Saved entries:

^^^^^^^^^^^^^^^^

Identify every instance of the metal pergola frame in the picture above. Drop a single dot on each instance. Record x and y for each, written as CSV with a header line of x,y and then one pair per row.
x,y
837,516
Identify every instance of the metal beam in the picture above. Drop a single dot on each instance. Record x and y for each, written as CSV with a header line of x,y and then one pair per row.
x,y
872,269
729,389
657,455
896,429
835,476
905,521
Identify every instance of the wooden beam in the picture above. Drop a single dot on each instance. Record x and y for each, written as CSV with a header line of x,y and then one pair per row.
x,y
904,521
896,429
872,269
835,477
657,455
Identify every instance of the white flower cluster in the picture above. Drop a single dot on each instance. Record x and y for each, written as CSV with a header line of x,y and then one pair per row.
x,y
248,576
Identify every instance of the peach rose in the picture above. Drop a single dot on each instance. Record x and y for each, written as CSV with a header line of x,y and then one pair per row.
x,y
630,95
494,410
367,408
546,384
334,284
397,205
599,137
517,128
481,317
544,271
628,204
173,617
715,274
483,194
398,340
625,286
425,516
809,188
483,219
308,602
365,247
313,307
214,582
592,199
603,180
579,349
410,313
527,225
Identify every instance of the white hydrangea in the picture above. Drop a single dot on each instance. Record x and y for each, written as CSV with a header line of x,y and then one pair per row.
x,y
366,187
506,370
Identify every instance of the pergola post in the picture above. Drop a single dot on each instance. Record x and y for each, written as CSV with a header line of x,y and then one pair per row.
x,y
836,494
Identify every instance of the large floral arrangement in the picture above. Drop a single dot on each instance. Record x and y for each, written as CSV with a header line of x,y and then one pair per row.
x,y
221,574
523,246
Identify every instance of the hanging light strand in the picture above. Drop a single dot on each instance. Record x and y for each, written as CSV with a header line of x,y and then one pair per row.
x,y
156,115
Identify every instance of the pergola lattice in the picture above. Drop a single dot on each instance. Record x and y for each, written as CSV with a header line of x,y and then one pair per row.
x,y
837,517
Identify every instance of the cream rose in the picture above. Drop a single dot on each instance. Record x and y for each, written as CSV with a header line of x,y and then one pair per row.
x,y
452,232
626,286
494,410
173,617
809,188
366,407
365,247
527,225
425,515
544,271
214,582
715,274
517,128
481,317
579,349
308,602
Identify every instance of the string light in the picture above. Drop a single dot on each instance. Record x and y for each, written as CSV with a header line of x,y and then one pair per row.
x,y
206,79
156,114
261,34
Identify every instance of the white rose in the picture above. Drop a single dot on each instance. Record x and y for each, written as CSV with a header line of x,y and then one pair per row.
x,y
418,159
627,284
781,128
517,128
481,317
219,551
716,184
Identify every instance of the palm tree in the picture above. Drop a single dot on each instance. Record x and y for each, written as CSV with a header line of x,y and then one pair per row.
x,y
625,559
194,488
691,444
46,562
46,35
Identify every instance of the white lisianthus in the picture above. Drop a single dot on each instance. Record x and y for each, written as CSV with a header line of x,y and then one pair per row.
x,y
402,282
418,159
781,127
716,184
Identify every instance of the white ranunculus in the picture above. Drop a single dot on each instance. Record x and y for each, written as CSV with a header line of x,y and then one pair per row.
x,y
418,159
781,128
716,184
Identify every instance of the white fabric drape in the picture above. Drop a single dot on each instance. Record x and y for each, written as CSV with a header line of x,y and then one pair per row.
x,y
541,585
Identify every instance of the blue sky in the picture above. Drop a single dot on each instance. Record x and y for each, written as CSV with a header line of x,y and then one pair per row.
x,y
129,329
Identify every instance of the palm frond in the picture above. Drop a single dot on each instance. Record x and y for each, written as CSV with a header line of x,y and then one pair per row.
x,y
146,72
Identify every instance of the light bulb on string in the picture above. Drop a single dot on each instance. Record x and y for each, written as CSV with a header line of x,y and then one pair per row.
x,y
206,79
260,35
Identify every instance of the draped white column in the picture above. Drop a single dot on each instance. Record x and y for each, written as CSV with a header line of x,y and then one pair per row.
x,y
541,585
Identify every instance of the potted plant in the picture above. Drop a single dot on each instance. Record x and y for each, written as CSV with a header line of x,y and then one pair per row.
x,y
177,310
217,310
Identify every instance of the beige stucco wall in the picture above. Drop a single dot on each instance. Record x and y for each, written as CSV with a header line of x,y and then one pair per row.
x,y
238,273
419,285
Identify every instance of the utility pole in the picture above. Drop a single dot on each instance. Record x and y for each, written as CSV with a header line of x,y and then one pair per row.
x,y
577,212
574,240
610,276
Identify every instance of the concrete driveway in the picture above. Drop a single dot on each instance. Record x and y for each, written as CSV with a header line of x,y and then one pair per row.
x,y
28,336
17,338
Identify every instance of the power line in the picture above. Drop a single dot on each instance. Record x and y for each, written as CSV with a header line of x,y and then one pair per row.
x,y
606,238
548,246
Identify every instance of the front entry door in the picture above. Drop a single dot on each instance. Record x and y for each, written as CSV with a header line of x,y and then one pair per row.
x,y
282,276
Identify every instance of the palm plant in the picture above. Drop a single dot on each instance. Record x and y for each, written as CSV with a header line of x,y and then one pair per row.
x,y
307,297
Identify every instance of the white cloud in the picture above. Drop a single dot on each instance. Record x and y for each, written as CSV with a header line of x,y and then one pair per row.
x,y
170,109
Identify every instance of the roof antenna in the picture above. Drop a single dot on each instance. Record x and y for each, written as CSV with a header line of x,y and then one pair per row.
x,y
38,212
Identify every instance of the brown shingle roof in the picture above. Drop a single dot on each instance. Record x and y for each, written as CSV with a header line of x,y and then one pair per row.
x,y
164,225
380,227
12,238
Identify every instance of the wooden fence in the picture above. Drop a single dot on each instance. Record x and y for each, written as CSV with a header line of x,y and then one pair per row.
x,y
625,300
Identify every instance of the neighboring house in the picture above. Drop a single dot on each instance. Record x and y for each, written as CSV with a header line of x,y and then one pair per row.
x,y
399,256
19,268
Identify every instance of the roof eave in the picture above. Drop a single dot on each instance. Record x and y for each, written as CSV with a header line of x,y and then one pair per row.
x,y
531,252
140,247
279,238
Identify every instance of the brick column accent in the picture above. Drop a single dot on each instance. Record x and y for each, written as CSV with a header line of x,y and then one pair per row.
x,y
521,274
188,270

^^^^^^^^^^^^^^^^

## Task details
Every word in the records must appear in your copy exactly as it does above.

## Answer box
Identify every instance of the metal pergola frame in the picture above. Drop a single dot on each instance. Record x and y for each, written as CSV with a header line of x,y and then one pair per row.
x,y
837,516
Identify every instance of the metal beam in the picture above. Drop a single dot on each instance. Record x and y for each, written as CSV with a header line of x,y and then one pair per row.
x,y
872,269
729,389
657,455
896,429
835,476
905,521
Identify every instance of the wooden beam in the picture above. Drop a single dot on each instance. Record x and y for each, written as CSV with a header line of x,y and then one pair per row.
x,y
904,521
896,429
872,269
835,477
657,455
Identify every instance of the white flower cluster in the picture above. Drop a single dot on each instance. Record x and y for each, written as CSV with a header line of x,y and then one pair per row.
x,y
248,576
Identify every instance of the peach rose in the picture above. Drop a single dot on each instance. Record x and y for each, written as CSV with a header line of x,y and then one pair per row.
x,y
630,95
494,410
367,408
546,384
334,284
397,205
599,137
517,128
481,317
544,271
628,204
173,617
715,274
483,194
398,340
625,286
425,516
809,188
483,219
308,602
365,247
313,307
214,582
592,199
603,180
579,349
410,313
527,225
Identify every instance of the white hydrangea in the picture above. Drop a single dot on each instance. Record x and y for each, written as CSV with a header line of x,y and then one pair per row.
x,y
366,187
506,370
Identify every instance of the pergola post in the picture above. Drop a single dot on each instance. Record x and y for each, written as CSV with a header line of x,y and then one pair per row.
x,y
836,494
Identify every instance of the large floral arrangement in the picture above. Drop a single dot on each instance. Record x and y for each, written as CSV with a header line of x,y and then one pair per row.
x,y
221,574
523,246
Identify every instance of the hanging light strand in the picture above. Drop a single dot on each instance. Record x and y for each, written as CSV with a header line of x,y and then one pair per row.
x,y
156,115
Identify every instance of the pergola lattice in the picture above. Drop a single dot on each instance. Record x and y for each, written as CSV with a header line of x,y and then one pair per row.
x,y
837,517
Identify every instance of the cream rose in the picture above. Drop a single dot on each instance. Record x and y for each, written as CSV with a header line of x,y and then one pair per row.
x,y
452,232
626,286
494,410
173,617
809,188
366,407
365,247
527,225
425,515
544,271
214,582
715,274
517,128
481,317
579,349
308,602
Identify every instance of the string light in the picture above. Drop a single dot on each instance. Record x and y for each, written as CSV with a header line of x,y and then one pair per row.
x,y
206,79
156,114
261,34
Identify every instance of the white rose in the picture above. Drop a single dot on each instance. Record x and y for each, written as CSV with a header line of x,y and then one pair per row.
x,y
418,159
627,284
781,128
517,128
481,317
219,551
716,184
Identify every instance of the palm tree in the picture above. Drop a single dot on each instance. Record x and y for each, written as CSV with a header line of x,y and then one pair per row.
x,y
625,559
194,488
691,444
46,562
46,35
Identify every instance of the white lisianthus in the picture above. Drop a single dot on each instance. Record x and y for each, written as CSV with a header line of x,y and then one pair per row.
x,y
402,282
418,159
781,127
716,184
Identify every instance of the white ranunculus in the picture above. Drop a single dot on each instance. Record x and y for each, written as CSV with a header line of x,y and then one pair per row.
x,y
418,159
781,128
716,184
Identify every instance of the white fabric drape in the picture above. Drop a single dot on each instance. Record x and y for each, written as CSV with a header line of x,y and then one pair per row.
x,y
541,585
Identify every instance of the blue sky in the picture above. Drop a single dot on each instance. Record x and y for each, written as CSV with a header line of x,y and then one pair per row.
x,y
129,329
Identify every instance of the palm frond in the picture above. Drop a single dot on each instance. Record x and y for each, written as CSV with a header line of x,y and then one pair per row.
x,y
146,72
Identify every instance of the light bulb on string in the picture above. Drop a single dot on each instance. Record x and y for each, written as CSV with a header line of x,y and then one pair per row.
x,y
206,79
260,35
Identify every instance of the draped white column in the picture above. Drop a single dot on each instance. Record x and y for each, written as CSV with a header line of x,y and then one pair per row.
x,y
541,585
Identify every instance of the potted plant in the picture above. Drop a single dot on each instance. Record x and y for each, written as CSV with a header line of x,y and then one pair per row.
x,y
177,310
217,310
Identify every instance of the beige stucco wall in the picture above. Drop a single dot on each instance. Record x and y for each, written as CSV with a header line of x,y and then one pair per row.
x,y
238,273
419,285
Identify every instance of the utility pole in the picture above. Drop a single dot on each instance. Record x and y for each, written as CSV with a header line of x,y and then one pair per row.
x,y
577,212
574,240
610,276
Identify every instance of the concrete driveway in the picture above. Drop a single dot on each instance. Record x and y for each, written as CSV with a header line of x,y and then one pair per row.
x,y
28,336
17,338
Identify every instance of the power line in the picture above. Drop a single dot on each instance. Record x and y for each, written as CSV with a header line of x,y and then one pair per row.
x,y
606,238
548,246
Identify every instance of the front entry door in the picture above. Drop a single dot on each instance. Record x and y for each, written as CSV with a header line of x,y and then one pair per row.
x,y
282,276
Identify every instance of the palm plant in the picture above. Drop a single dot on each instance. Record x and y for each, written as CSV with a header line of x,y and then one pair per row.
x,y
307,297
Identify every instance of the white cloud in the picture above. Drop a single dot on each instance. Record x and y for each, written as CSV with a header line of x,y and then one pair per row.
x,y
170,109
Identify every instance of the roof antenna in the picture above. Drop a single dot on each instance. Record x and y for each, written as CSV with a header line of x,y and then one pair per row.
x,y
38,212
Identify every instance of the brown shingle roof in the picture above. Drop a single dot on each instance. Record x and y for each, written as CSV with a header line of x,y and then one pair per row.
x,y
164,225
380,227
12,238
Identify every instance of the wooden fence in the picture above. Drop a single dot on each instance. Record x and y for each, written as CSV with a header line of x,y and then one pair per row.
x,y
625,300
Identify every instance of the neighboring house in the picture above. Drop a single dot on each instance. Record x and y for each, written as CSV with a header line of x,y and then one pair per row.
x,y
399,256
19,268
Identify every instance of the roof eave in the picture above. Drop a single dot on each instance. Record x and y for each, written as CSV with a header line of x,y and then one pair per row.
x,y
531,252
140,247
279,238
Identify every instance of the brick column accent in the picture above. Drop a single dot on each instance. Record x and y for each, written as CSV with a header line of x,y and then one pair per row.
x,y
521,274
188,270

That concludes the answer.